(Extracted records)
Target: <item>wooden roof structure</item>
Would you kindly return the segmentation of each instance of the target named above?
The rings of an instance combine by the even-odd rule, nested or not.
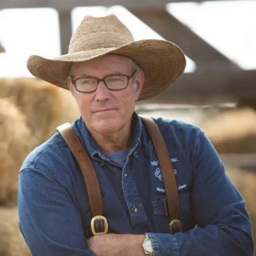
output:
[[[71,13],[73,8],[78,6],[123,6],[165,39],[180,46],[197,65],[195,72],[184,74],[173,87],[146,102],[198,105],[242,102],[245,104],[246,102],[249,105],[255,104],[256,108],[256,103],[253,103],[256,101],[256,70],[241,69],[166,10],[167,4],[187,2],[190,1],[1,0],[0,9],[40,7],[55,9],[59,13],[61,53],[65,54],[67,52],[72,34]]]
[[[4,52],[5,51],[5,49],[4,49],[4,47],[1,45],[1,44],[0,43],[0,53],[1,52]]]

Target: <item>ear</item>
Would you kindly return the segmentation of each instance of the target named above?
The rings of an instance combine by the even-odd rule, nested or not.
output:
[[[68,84],[69,86],[69,90],[71,92],[71,93],[72,94],[73,96],[75,97],[75,89],[74,88],[74,85],[72,82],[71,77],[70,76],[69,76],[69,77],[68,77]]]
[[[143,71],[140,70],[138,72],[136,77],[136,82],[137,83],[137,89],[136,89],[136,94],[137,94],[137,99],[139,98],[139,96],[142,90],[142,88],[144,85],[144,82],[145,80],[145,77],[144,75],[144,73]]]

_Stated exercise_: Can you write out all the items again with "segmentation" swapped for "polygon outline" and nothing else changed? Leave the pictures out.

_Answer to this problem_:
Target: <item>wooden roof structure</item>
Would you kindly return the polygon outline of each instance of the target named above?
The rings of an instance combine by the even-odd rule, nested or not.
output:
[[[71,13],[73,8],[78,6],[123,6],[165,39],[180,46],[197,65],[195,72],[184,74],[173,87],[146,102],[198,105],[242,102],[245,104],[246,102],[249,105],[255,104],[256,108],[256,103],[253,103],[256,101],[256,70],[241,69],[166,10],[167,4],[187,2],[190,1],[1,0],[0,9],[40,7],[55,9],[59,13],[61,53],[65,54],[67,52],[72,34]]]
[[[4,52],[5,51],[5,49],[4,49],[4,47],[1,45],[1,44],[0,43],[0,53],[1,52]]]

Target: <item>ear</item>
Would you kindly return the polygon outline of each instance of the target named above?
The rings of an instance combine by the even-odd rule, nested or not.
output:
[[[68,84],[69,86],[69,90],[71,92],[71,93],[72,94],[73,96],[75,97],[75,89],[74,88],[74,85],[72,82],[71,77],[70,76],[69,76],[69,77],[68,77]]]
[[[143,71],[140,70],[138,72],[136,77],[136,82],[137,83],[137,89],[136,89],[136,94],[137,94],[137,99],[139,98],[139,96],[142,90],[142,88],[144,85],[144,82],[145,80],[145,77],[144,75],[144,73]]]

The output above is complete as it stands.